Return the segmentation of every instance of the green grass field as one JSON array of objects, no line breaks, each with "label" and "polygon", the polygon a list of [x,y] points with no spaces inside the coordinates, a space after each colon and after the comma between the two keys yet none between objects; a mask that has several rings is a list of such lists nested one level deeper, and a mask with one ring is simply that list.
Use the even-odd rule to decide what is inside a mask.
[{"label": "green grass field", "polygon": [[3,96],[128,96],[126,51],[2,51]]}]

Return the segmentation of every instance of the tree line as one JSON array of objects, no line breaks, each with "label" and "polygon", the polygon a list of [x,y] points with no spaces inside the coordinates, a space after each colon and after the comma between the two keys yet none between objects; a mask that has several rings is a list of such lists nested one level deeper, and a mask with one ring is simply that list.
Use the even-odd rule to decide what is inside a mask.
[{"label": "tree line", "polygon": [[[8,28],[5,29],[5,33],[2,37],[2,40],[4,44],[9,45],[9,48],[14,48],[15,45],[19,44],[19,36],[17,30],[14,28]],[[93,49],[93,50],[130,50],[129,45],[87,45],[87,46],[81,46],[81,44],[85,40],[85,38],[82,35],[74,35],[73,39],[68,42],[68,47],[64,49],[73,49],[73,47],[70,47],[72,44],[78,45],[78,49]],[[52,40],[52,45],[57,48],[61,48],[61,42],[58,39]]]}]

§ Work to do
Can you lay out the records above as a two-column CSV headed input and output, with one row per record? Put each record's text and its answer in single quoted fields, with line breaks turned into spaces.

§ Response to the exercise
input,output
"Return the segmentation of every instance of the green grass field as one JSON array of objects, no line breaks, each with ""label"" and ""polygon"", the polygon a list of [x,y] points with no spaces inside the coordinates, a space after each colon and after the comma between the two keys yet none between objects; a mask that has several rings is a list of such lists nested one level deeper, and a mask with one ring is simply that list. Use the even-odd rule to decide what is inside a mask.","[{""label"": ""green grass field"", ""polygon"": [[3,96],[128,96],[126,51],[2,51]]}]"
"Return the segmentation of every instance of the tree line as one JSON array of objects, no line breaks, each with ""label"" and ""polygon"", the polygon a list of [x,y] points with no spaces inside the coordinates, a space after each colon and after the comma between the two keys yet none between objects; a mask that has several rings is a list of such lists nested one level deeper, and a mask with one ring is simply that list. Use the even-odd rule to decide what is inside a mask.","[{""label"": ""tree line"", ""polygon"": [[[8,28],[5,29],[5,33],[2,37],[2,40],[4,44],[9,45],[9,48],[14,48],[15,45],[19,44],[19,36],[17,30],[14,28]],[[93,49],[93,50],[130,50],[129,45],[87,45],[87,46],[81,46],[81,44],[85,40],[85,38],[82,35],[74,35],[73,39],[68,42],[68,47],[64,49],[73,49],[73,47],[70,47],[72,44],[78,45],[78,49]],[[52,40],[52,45],[57,48],[61,48],[61,42],[58,39]]]}]"